→ Invoergegevens

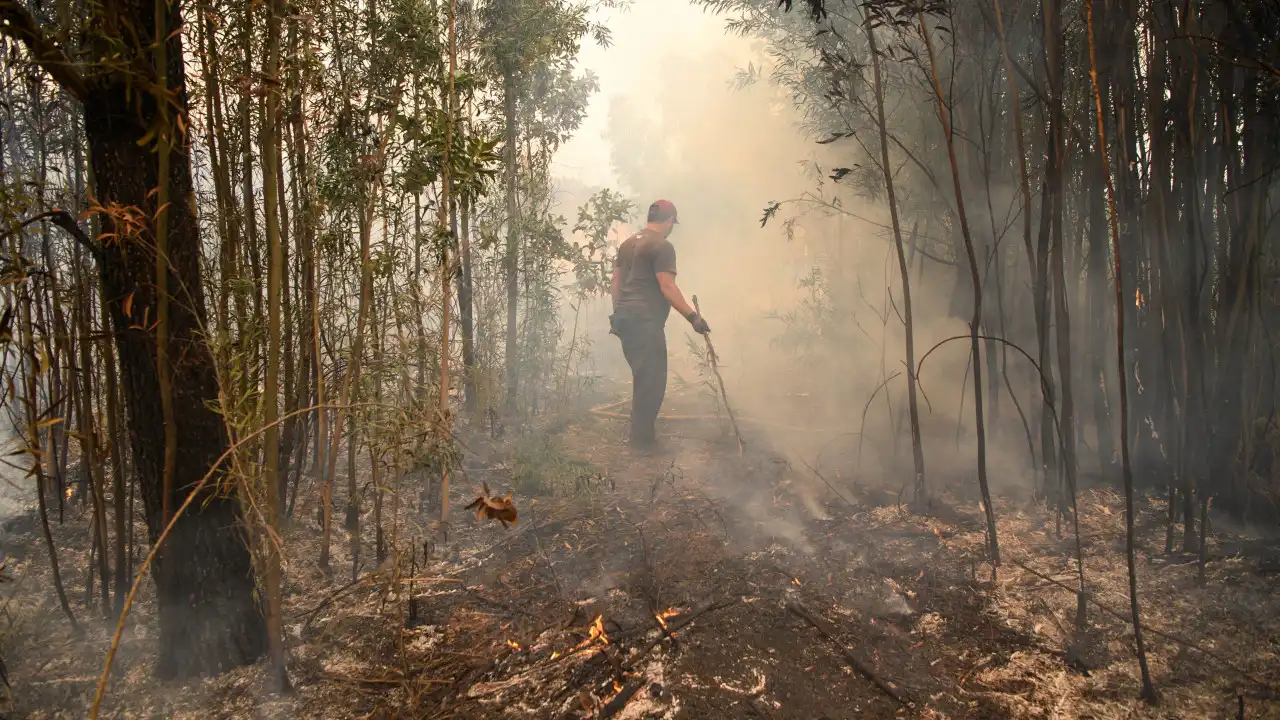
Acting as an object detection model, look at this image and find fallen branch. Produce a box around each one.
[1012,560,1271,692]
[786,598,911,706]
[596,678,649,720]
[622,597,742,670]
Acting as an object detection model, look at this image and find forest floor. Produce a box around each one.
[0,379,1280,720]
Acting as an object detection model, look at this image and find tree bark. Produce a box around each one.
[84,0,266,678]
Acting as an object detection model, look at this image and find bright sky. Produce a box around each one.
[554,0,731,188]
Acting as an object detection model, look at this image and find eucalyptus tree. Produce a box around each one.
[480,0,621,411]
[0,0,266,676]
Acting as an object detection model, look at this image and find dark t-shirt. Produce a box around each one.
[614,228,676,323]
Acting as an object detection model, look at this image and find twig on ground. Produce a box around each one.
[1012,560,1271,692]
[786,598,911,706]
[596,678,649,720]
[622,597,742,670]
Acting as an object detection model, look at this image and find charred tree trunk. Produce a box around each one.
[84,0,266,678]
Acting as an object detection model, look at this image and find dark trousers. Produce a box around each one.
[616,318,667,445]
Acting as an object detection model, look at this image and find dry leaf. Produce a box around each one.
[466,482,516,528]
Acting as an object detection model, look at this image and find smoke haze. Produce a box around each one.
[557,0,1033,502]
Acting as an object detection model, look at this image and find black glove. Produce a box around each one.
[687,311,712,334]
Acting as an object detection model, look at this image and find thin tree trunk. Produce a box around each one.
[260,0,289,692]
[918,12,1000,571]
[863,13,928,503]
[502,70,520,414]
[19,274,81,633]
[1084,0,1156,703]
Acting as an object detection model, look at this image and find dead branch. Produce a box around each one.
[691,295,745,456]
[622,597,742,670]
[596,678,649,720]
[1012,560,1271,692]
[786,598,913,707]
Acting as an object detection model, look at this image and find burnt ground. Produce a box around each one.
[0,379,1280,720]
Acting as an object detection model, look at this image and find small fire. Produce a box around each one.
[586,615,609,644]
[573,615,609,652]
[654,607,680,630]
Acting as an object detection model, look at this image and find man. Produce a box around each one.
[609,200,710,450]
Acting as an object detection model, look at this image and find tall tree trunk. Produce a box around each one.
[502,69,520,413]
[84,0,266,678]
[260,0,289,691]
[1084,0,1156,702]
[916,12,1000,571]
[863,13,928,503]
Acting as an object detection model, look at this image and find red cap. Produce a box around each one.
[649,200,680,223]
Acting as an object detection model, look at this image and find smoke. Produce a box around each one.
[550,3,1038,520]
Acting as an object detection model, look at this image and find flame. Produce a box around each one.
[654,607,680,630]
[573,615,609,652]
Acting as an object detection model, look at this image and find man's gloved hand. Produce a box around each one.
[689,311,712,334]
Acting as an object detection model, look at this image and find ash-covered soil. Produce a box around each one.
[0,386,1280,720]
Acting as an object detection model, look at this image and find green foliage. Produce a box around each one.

==

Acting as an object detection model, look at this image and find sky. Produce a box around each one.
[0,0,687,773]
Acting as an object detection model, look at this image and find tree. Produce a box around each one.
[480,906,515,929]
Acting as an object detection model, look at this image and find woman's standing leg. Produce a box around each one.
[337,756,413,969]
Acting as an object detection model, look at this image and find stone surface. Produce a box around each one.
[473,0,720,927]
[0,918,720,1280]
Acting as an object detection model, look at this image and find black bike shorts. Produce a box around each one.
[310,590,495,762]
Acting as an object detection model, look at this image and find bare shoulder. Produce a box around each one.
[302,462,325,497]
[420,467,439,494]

→ Opdrachtdoel
Geef de regels uit de lijst opnieuw, beginnend bij de regel met "fallen branch. Produce a box around each one." en eindigend bij de regel met "[0,0,266,676]", en vervang daarin "forest floor" door "woodland floor" zonder verder iets te wijzigen. Geef alleen die regels terug.

→ Taakresultaat
Acting as an object detection model, look at this image and find fallen branch. Produce a box around each one.
[1012,560,1271,692]
[786,598,911,706]
[596,678,649,720]
[622,597,742,670]
Acting as an object detection model, look at this image and find woodland floor. Produce a box around each one.
[0,379,1280,720]
Acting as an object detection model, look at this image and find tree bark. Produce a box around each one.
[84,0,266,678]
Acting as an object detection model, look at this image and find bright sky. Produce a box around each one.
[554,0,731,188]
Acting as an object detection model, look at this image and find eucalyptus tree. Produce a box around each one.
[480,0,621,411]
[0,0,266,676]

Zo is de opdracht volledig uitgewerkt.